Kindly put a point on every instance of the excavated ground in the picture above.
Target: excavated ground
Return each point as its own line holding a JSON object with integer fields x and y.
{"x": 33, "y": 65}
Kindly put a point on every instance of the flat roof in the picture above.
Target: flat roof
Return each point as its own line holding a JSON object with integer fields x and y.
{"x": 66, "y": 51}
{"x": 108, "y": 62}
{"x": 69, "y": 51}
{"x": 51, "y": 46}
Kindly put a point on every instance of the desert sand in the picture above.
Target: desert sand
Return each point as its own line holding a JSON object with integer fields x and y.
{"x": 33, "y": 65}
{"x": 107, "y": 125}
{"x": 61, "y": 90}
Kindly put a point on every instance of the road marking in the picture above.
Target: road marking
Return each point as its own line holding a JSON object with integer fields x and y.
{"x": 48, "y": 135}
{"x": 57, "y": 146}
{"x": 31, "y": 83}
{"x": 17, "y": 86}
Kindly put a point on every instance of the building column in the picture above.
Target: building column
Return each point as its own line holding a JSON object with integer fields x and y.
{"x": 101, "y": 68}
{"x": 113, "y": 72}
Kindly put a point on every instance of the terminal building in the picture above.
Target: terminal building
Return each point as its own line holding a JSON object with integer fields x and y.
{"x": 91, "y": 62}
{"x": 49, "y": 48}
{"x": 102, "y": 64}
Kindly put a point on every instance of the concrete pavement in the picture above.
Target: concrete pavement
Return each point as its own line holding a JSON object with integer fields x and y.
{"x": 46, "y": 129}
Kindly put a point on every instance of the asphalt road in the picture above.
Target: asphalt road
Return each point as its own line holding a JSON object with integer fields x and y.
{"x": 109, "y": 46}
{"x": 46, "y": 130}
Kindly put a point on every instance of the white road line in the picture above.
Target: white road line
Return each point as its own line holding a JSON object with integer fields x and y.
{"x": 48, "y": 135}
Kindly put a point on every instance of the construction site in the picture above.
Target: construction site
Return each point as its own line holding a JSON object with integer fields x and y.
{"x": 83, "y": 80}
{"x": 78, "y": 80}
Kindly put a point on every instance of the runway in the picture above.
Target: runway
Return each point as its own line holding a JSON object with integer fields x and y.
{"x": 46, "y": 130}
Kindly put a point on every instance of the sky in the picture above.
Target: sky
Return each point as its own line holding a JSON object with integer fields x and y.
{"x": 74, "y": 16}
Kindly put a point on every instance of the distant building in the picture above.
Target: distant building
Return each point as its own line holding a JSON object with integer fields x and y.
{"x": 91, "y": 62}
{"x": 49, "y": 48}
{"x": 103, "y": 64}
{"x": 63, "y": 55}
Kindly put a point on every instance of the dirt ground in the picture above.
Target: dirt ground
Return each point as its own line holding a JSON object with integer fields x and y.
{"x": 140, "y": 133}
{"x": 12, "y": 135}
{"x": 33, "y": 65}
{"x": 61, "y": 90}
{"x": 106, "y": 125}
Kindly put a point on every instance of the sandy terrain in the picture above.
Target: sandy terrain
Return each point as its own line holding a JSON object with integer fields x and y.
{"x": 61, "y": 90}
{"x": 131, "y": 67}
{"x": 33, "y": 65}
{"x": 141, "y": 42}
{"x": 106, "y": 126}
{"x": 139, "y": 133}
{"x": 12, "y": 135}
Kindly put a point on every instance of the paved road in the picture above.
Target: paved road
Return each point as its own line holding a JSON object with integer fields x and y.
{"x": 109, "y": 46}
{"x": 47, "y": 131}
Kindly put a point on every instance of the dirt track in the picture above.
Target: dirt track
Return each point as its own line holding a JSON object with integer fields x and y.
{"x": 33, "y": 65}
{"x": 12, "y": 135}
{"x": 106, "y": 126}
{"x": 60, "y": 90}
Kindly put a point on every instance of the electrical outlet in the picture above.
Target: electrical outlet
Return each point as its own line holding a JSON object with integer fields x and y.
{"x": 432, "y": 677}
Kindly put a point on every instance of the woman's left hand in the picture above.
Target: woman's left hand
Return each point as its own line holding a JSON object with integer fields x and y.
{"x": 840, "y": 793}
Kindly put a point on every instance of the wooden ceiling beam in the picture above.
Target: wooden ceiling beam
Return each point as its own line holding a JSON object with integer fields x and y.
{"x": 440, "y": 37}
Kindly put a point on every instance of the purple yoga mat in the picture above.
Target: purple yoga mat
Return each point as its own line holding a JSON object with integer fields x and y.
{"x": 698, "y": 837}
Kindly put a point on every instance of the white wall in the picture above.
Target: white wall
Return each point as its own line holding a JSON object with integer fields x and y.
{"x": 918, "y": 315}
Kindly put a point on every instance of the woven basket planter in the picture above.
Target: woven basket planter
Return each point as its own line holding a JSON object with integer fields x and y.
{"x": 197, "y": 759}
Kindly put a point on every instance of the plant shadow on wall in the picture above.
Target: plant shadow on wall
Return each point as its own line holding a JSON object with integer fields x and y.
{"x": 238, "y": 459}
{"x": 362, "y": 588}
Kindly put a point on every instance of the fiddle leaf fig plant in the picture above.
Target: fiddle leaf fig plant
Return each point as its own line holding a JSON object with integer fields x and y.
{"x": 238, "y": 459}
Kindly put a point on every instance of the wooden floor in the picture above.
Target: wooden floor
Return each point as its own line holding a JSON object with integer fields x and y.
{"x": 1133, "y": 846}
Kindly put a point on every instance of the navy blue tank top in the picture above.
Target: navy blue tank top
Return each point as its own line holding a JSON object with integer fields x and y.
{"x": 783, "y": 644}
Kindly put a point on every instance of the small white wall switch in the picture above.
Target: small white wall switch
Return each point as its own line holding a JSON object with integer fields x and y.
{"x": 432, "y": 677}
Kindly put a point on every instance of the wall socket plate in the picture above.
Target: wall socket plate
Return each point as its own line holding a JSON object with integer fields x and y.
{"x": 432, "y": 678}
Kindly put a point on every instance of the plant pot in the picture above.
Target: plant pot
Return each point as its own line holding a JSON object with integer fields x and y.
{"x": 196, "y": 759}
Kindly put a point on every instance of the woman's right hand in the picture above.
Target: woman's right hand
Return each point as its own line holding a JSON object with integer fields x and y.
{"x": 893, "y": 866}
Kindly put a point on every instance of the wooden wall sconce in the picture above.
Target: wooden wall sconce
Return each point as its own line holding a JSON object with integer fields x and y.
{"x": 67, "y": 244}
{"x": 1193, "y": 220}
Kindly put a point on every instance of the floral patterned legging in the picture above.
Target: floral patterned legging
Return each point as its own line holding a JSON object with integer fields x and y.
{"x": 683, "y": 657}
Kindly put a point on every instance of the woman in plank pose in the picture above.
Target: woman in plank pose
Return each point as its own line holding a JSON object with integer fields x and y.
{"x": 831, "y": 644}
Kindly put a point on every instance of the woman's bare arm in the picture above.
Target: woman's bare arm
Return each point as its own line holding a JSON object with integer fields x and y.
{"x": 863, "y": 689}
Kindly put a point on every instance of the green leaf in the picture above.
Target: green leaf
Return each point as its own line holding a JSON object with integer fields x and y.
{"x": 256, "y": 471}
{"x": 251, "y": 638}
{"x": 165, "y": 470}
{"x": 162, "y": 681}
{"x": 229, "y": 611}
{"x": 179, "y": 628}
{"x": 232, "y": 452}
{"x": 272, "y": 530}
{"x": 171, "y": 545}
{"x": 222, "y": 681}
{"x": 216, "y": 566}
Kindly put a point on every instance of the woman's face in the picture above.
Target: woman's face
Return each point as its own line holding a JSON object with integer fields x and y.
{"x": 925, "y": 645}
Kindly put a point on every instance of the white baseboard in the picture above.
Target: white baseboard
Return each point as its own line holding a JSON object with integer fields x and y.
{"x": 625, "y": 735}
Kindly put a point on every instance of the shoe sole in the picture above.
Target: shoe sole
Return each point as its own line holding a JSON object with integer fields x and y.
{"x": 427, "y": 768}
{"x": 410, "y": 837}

═══

INSTRUCTIONS FOR THE TASK =
Give the entries once more, exactly as they appear.

WRITTEN RESPONSE =
Kindly put a point on every instance of the excavated ground in the picture above.
Target: excavated ground
Return each point as its own line holding a JSON object with integer fields x and y.
{"x": 33, "y": 65}
Kindly put a point on every instance of the flat roof in the picture above.
Target: flat roof
Return each point as its own line holding a JSON object with integer fields x and y.
{"x": 66, "y": 51}
{"x": 108, "y": 62}
{"x": 69, "y": 51}
{"x": 51, "y": 46}
Kindly put a point on every instance of the desert sand in the picture above.
Target: desert sand
Return each point as its own line holding a JSON object with integer fields x and y.
{"x": 33, "y": 65}
{"x": 107, "y": 125}
{"x": 61, "y": 90}
Kindly put a point on every instance of the road marking in the picture above.
Target: road marking
Return each point as its own line holding a JSON object with integer fields x and y.
{"x": 48, "y": 135}
{"x": 57, "y": 146}
{"x": 31, "y": 83}
{"x": 17, "y": 86}
Kindly put a point on every instance of the building column in the picture above.
Target: building column
Return each point as its own line holding a JSON object with integer fields x and y.
{"x": 101, "y": 68}
{"x": 113, "y": 72}
Kindly put a point on every instance of the terminal building in the picture above.
Target: terminal building
Return each point as its own line holding a JSON object with integer fields x and y.
{"x": 91, "y": 62}
{"x": 49, "y": 48}
{"x": 102, "y": 64}
Kindly put a point on every instance of the concrete pavement in the picture above.
Target: concrete pavement
Return each point as its own line holding a JSON object with integer fields x and y.
{"x": 46, "y": 129}
Kindly put a point on every instance of the asphalt road in the picture above.
Target: asphalt road
Return each point as its own line holding a JSON object with integer fields x and y.
{"x": 109, "y": 46}
{"x": 46, "y": 130}
Kindly put a point on every instance of the white road line in the picture above.
Target: white road line
Return each point as its own line holding a JSON object with integer fields x and y.
{"x": 48, "y": 135}
Kindly put a point on every instance of the construction site in the picture above.
Target: construction site
Return each point as its own line holding a JSON object with integer fields x and y.
{"x": 83, "y": 80}
{"x": 78, "y": 80}
Kindly put a point on every instance of the runway in the picture above.
Target: runway
Return each point as its own line holding a JSON object with integer fields x and y.
{"x": 46, "y": 130}
Kindly put a point on every instance of the sky in the picture above.
Target: sky
Return each point as its own line holding a JSON object with integer fields x and y.
{"x": 74, "y": 16}
Kindly put a point on every instance of the distant building in the picture above.
Target: distant building
Return each point as its own line holding a JSON object with integer fields x and y.
{"x": 91, "y": 62}
{"x": 49, "y": 48}
{"x": 103, "y": 64}
{"x": 63, "y": 55}
Kindly put a point on every instance of the dirt ground in the picture above.
Target: dirt ground
Return each point as its own line holding a JSON object with integer fields x and y.
{"x": 140, "y": 133}
{"x": 12, "y": 135}
{"x": 33, "y": 65}
{"x": 61, "y": 90}
{"x": 106, "y": 125}
Kindly put a point on every instance of the sandy terrain in the picture above.
Target: sandy terrain
Return each point as its own line holding a JSON object with integer fields x and y.
{"x": 61, "y": 90}
{"x": 131, "y": 67}
{"x": 33, "y": 65}
{"x": 141, "y": 42}
{"x": 106, "y": 126}
{"x": 139, "y": 133}
{"x": 12, "y": 135}
Kindly put a point on every instance of the paved road in the picture above.
Target: paved road
Return each point as its own line holding a JSON object with integer fields x and y.
{"x": 109, "y": 46}
{"x": 47, "y": 131}
Kindly put a point on every instance of the dirt track in the picture above.
Target: dirt track
Return each point as its own line holding a JSON object with integer fields x and y.
{"x": 33, "y": 65}
{"x": 12, "y": 135}
{"x": 106, "y": 126}
{"x": 60, "y": 90}
Kindly put a point on every instance of the electrical outlet in the picture above.
Target: electrical outlet
Return each point as its own line holding a JSON object with integer fields x and y.
{"x": 432, "y": 677}
Kindly put a point on every instance of the woman's left hand in the picture above.
Target: woman's left hand
Return each point as its own line holding a JSON object with integer fields x and y.
{"x": 840, "y": 793}
Kindly put a point on every instance of the wooden ceiling beam in the picture above.
Target: wooden ceiling beam
Return each point as its own line holding a JSON object with integer fields x and y.
{"x": 440, "y": 37}
Kindly put a point on every instance of the purple yoga mat in the picture above.
Target: purple yoga mat
Return each point as its own line holding a JSON object with integer fields x and y.
{"x": 698, "y": 837}
Kindly put a point on every instance of the white wall in the picture above.
Target: white wall
Return each point as its own line holding a JSON object with integer fields x and y.
{"x": 918, "y": 315}
Kindly put a point on every instance of the woven basket planter in the picture above.
Target: woven basket planter
Return each point as its own line holding a JSON object with integer fields x and y.
{"x": 197, "y": 759}
Kindly put a point on every instance of the plant shadow on wall in the picture above.
Target: plant shadow on wall
Return each point as its own line holding a JSON object with integer fields x and y.
{"x": 238, "y": 459}
{"x": 362, "y": 588}
Kindly put a point on every instance of the fiddle leaf fig plant in the picture above.
Target: fiddle leaf fig plant
Return each point as its own line holding a JSON object with integer fields x and y.
{"x": 238, "y": 459}
Kindly put a point on every instance of the wooden floor in the picture above.
Target: wooden floor
Return each point as its own line holding a JSON object with integer fields x and y.
{"x": 1133, "y": 846}
Kindly put a point on every instance of the navy blue tank top in the picture above.
Target: navy blue tank top
Return each point as its own line holding a JSON object with integer fields x and y.
{"x": 783, "y": 644}
Kindly put a point on every instance of the small white wall switch in the picture above.
Target: small white wall switch
Return each point as its own line holding a JSON object with integer fields x and y.
{"x": 432, "y": 677}
Kindly put a point on every instance of the wall socket plate in the picture above.
Target: wall socket plate
Return each point as its own line holding a JSON object with integer fields x and y.
{"x": 432, "y": 678}
Kindly put a point on every instance of the plant pot in the picture above.
Target: plant pot
Return each point as its own line holding a JSON object with integer fields x and y.
{"x": 196, "y": 759}
Kindly put a point on every instance of the woman's right hand in the picture above.
Target: woman's right hand
Return each point as its own line holding a JSON object with integer fields x and y.
{"x": 893, "y": 866}
Kindly put a point on every instance of the wooden wall sconce in the picture above.
Target: wooden wall sconce
Return each point as its own line holding a JSON object with integer fields x and y.
{"x": 67, "y": 244}
{"x": 1193, "y": 220}
Kindly put a point on every instance of the floral patterned legging in the picture above.
Target: floral patterned legging
Return each point as its own line holding a JSON object with integer fields x and y.
{"x": 683, "y": 657}
Kindly put a point on every instance of the woman in plank pose in the picture above.
Target: woman in plank pose
Return each point as its own line holding a JSON object with integer fields x and y.
{"x": 831, "y": 644}
Kindly put a point on every instance of the woman's bare arm in the picture above.
Target: woman's bare arm
Return each point as its own line holding a JSON object with integer fields x and y.
{"x": 863, "y": 689}
Kindly put a point on every instance of the green leaf in the picture above.
Target: green leaf
Return each point as its own line holding a JSON object with integer fields x and y.
{"x": 256, "y": 471}
{"x": 251, "y": 638}
{"x": 165, "y": 470}
{"x": 162, "y": 681}
{"x": 229, "y": 611}
{"x": 179, "y": 628}
{"x": 232, "y": 452}
{"x": 272, "y": 530}
{"x": 171, "y": 545}
{"x": 222, "y": 681}
{"x": 216, "y": 566}
Kindly put a point on every instance of the woman's face in the picture above.
Target: woman's face
Return each point as its own line holding a JSON object with integer fields x and y.
{"x": 925, "y": 645}
Kindly put a point on every instance of the white baseboard in the picture above.
Target: white baseboard
Return each point as its own line holding a JSON object with integer fields x and y.
{"x": 625, "y": 735}
Kindly put a point on every instance of the shoe sole in the picture above.
Target: shoe sole
Return each point as its own line holding a JSON object with integer fields x and y.
{"x": 427, "y": 768}
{"x": 410, "y": 837}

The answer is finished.